TASKS AND EXERCISES ::
A. Answer each question from the ventral stream paper listing, one line per question:
(i) What date does the listing give?
(ii) What does the author conjecture is a main goal of the feedforward path in the ventral stream?
(iii) To which transformations is the signature from the memory-based modules invariant, according to the main theorems?
B. List every visual area that the ventral stream paper listing names along the feedforward path of the ventral stream.

DOCUMENT EXCERPT ::
The Computational Magic of the Ventral Stream: Towards a Theory

Poggio T., (sections with J. Mutch, J.Z. Leibo and L. Rosasco)

Nature Precedings , doi:10.1038/npre.2011.6117.1 , 2011

Nature Precedings
doi:10.1038/npre.2011.6117.1
July 16, 2011

Abstract: I argue that the sample complexity of (biological, feedforward) object recognition is mostly due to geometric image transformations and conjecture that a main goal of the feedforward path in the ventral stream – from V1, V2, V4 and to IT – is to learn-and-discount image transformations.

In the first part of the paper I describe a class of simple and biologically plausible memorybased modules that learn transformations from unsupervised visual experience. The main theorems show that these modules provide (for every object) a signature which is invariant to local affine transformations and approximately invariant for other transformations. I also prove that, in a broad class of hierarchical architectures, signatures remain invariant from layer to layer. The identification of these memory-based modules with complex (and simple) cells in visual areas leads to a theory of invariant recognition for the ventral stream.

DATASET EXCERPTS ::
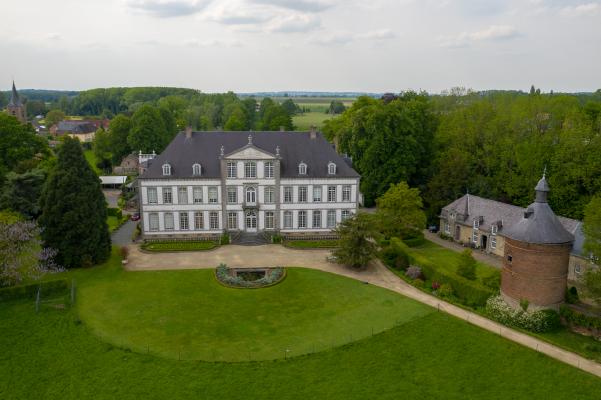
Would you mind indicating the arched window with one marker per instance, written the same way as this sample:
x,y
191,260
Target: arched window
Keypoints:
x,y
332,168
302,168
196,169
251,195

ANSWER LIST ::
A.
(i) July 16, 2011
(ii) To learn-and-discount image transformations
(iii) Local affine transformations (and approximately invariant for other transformations)

B. V1, V2, V4, IT